### Items listed in a dataset
--*--
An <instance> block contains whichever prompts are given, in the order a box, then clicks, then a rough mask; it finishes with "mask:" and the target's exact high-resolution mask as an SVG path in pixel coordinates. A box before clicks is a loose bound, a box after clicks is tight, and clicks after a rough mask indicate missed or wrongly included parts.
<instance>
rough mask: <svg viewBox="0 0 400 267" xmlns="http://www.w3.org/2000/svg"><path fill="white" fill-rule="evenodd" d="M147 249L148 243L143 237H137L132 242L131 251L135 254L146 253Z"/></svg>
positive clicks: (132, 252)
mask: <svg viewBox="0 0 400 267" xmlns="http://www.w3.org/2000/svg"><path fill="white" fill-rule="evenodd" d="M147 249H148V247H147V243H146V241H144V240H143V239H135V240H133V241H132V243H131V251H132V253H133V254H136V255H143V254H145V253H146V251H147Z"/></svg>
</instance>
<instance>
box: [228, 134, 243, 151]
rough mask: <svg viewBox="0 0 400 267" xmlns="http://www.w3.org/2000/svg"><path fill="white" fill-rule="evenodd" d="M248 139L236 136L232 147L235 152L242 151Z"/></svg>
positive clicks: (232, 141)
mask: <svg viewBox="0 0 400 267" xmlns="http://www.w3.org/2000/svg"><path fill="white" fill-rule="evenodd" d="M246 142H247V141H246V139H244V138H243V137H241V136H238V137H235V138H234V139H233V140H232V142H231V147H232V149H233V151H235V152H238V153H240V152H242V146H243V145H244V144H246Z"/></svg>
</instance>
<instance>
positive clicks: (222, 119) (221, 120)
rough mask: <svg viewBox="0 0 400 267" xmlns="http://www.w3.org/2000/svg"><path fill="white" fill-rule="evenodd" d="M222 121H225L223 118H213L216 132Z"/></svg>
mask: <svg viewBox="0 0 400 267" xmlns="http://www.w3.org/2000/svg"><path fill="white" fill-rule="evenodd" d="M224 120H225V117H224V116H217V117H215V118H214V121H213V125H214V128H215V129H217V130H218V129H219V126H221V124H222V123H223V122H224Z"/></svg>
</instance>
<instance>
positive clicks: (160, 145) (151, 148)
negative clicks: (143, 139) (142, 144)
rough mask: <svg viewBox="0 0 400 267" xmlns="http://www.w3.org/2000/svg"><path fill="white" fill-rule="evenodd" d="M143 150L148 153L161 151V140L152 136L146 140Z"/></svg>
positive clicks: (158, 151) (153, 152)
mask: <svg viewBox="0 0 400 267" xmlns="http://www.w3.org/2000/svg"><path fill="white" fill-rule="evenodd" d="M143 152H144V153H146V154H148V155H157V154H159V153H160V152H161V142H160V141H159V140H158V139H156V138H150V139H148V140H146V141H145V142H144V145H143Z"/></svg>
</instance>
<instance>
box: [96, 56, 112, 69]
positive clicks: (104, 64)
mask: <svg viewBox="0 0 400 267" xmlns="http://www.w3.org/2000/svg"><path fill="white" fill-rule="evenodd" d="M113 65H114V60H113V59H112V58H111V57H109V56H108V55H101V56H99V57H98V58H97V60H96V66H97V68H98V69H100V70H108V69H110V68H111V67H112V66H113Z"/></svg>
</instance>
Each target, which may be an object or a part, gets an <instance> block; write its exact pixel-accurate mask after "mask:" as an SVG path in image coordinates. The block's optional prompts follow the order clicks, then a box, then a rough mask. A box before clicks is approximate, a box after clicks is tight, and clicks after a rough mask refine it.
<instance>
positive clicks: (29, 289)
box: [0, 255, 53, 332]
--*--
Would you please reproduce the records above exactly, only from their first line through the line holding "box: [228, 134, 243, 151]", with both ends included?

An <instance> block contains whichever prompts are given, in the order a box, then clicks, then a rough mask; it finishes with "mask:" and the target's exact high-resolution mask as an SVG path in pixel coordinates. A box before clicks is a loose bound, a box after clicks is tight, and clicks after a rough mask indicate missed or wrongly included parts.
<instance>
rough mask: <svg viewBox="0 0 400 267" xmlns="http://www.w3.org/2000/svg"><path fill="white" fill-rule="evenodd" d="M147 249L148 243L143 237H137L132 242L131 251L135 254L146 253Z"/></svg>
positive clicks: (132, 252)
mask: <svg viewBox="0 0 400 267" xmlns="http://www.w3.org/2000/svg"><path fill="white" fill-rule="evenodd" d="M147 249H148V247H147V243H146V241H144V240H143V239H135V240H133V241H132V243H131V251H132V253H133V254H136V255H143V254H145V253H146V251H147Z"/></svg>
</instance>
<instance>
box: [228, 134, 243, 151]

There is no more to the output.